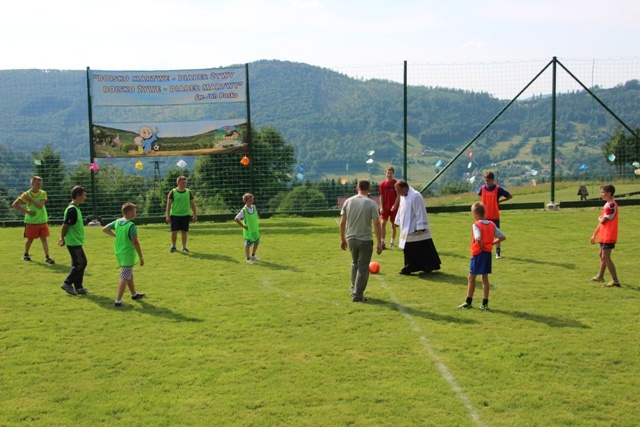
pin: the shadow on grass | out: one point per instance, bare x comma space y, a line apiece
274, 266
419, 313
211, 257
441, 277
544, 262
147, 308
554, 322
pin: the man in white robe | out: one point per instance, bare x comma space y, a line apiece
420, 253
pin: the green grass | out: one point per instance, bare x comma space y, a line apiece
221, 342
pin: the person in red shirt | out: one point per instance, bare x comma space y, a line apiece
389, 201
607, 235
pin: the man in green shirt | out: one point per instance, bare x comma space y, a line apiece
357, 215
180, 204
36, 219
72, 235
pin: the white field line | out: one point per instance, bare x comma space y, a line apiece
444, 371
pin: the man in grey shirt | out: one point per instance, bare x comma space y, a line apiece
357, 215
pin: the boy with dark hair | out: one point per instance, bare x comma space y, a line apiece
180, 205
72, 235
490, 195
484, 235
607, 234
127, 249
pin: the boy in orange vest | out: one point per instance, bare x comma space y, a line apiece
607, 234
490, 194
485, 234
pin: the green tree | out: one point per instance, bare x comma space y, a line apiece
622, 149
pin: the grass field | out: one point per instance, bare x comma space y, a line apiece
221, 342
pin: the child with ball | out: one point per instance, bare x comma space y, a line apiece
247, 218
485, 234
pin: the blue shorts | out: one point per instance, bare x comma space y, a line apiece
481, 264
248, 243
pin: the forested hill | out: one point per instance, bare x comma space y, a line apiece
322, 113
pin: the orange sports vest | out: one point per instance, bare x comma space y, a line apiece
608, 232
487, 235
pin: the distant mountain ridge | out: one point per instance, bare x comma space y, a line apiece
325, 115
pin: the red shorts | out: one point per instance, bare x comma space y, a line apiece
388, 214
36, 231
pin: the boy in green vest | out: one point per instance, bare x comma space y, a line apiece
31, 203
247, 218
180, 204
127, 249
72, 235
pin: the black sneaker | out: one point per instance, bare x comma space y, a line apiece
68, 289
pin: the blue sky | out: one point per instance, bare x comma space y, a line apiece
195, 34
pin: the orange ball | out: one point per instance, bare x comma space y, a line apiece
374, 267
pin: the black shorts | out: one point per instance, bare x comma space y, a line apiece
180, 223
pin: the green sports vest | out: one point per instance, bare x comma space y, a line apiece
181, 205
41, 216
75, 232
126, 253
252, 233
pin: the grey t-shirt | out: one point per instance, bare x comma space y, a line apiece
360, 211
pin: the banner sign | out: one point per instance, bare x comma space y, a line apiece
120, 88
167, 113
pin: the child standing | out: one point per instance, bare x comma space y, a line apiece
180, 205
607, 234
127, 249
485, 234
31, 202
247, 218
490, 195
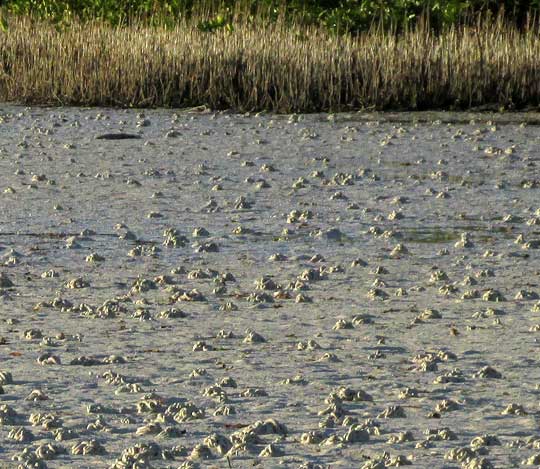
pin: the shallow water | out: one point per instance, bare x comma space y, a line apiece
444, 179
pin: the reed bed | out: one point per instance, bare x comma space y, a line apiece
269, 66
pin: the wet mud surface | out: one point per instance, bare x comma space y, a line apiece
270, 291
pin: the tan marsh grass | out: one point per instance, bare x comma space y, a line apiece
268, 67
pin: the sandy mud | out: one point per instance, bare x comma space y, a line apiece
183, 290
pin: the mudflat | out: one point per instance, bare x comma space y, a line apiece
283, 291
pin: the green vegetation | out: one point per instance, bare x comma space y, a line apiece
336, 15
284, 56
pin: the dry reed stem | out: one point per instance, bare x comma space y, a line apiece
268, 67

_ _ _

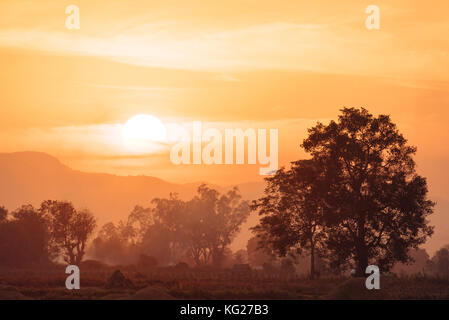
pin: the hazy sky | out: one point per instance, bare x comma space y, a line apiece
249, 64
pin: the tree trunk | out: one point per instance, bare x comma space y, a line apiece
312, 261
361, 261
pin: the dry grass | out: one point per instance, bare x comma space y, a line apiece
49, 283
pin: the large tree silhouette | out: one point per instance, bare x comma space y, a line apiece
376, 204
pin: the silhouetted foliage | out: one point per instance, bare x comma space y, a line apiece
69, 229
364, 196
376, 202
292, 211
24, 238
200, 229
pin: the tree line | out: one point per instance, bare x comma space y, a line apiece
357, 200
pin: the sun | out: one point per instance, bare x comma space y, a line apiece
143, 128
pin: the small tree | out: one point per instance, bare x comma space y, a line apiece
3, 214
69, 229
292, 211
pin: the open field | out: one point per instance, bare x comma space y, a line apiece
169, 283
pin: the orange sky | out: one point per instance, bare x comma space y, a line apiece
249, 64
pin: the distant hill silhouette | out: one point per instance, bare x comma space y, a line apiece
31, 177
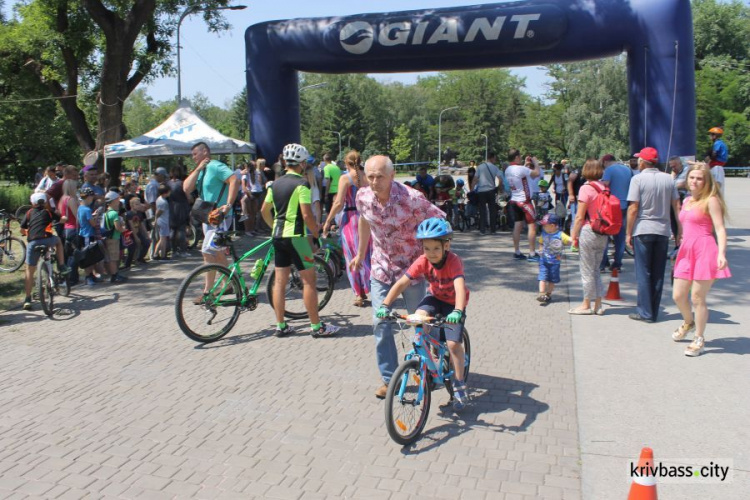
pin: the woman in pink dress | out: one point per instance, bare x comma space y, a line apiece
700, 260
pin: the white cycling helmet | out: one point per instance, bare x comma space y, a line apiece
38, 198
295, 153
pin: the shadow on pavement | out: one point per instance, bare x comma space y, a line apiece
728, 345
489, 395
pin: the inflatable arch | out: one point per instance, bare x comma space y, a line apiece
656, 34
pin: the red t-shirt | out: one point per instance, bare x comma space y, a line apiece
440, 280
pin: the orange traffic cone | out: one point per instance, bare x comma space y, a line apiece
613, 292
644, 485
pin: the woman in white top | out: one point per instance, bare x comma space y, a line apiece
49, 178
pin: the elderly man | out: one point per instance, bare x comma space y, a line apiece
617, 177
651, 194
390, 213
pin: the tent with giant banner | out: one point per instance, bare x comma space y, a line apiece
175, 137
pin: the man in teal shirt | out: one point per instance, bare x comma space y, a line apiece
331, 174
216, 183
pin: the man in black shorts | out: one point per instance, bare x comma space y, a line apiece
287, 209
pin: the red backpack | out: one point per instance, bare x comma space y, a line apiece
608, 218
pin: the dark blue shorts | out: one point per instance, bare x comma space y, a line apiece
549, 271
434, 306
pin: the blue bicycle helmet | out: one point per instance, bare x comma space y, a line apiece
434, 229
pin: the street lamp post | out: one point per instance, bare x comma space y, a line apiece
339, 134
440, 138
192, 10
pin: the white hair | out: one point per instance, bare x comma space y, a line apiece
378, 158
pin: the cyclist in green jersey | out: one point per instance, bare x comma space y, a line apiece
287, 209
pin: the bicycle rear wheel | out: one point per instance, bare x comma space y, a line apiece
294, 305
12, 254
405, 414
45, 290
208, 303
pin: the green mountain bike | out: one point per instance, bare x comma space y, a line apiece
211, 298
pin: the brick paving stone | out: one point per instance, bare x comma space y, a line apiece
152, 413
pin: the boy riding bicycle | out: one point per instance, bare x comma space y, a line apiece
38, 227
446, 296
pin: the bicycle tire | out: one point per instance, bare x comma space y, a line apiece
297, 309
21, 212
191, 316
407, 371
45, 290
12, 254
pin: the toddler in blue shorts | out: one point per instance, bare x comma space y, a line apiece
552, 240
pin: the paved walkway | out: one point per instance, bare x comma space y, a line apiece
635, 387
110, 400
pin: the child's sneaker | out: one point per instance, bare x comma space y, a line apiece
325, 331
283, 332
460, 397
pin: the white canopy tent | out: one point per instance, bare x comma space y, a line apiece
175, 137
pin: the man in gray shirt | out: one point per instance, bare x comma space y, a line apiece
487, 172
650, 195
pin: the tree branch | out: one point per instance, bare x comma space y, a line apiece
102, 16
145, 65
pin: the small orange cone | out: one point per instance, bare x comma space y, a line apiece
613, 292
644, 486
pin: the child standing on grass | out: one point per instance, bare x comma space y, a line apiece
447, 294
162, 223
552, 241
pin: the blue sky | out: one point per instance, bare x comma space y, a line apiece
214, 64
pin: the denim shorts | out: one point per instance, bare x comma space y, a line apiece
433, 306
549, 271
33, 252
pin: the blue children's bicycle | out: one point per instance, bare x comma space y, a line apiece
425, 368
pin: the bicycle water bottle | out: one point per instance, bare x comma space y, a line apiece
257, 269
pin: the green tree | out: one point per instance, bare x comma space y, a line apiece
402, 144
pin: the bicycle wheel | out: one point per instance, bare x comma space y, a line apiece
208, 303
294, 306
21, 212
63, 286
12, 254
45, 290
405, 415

_ _ _

**GIVEN INSTRUCTION:** State how many lines of the records above contain the word "standing". Reply with the number alone.

**EXERCISE RESULT:** 2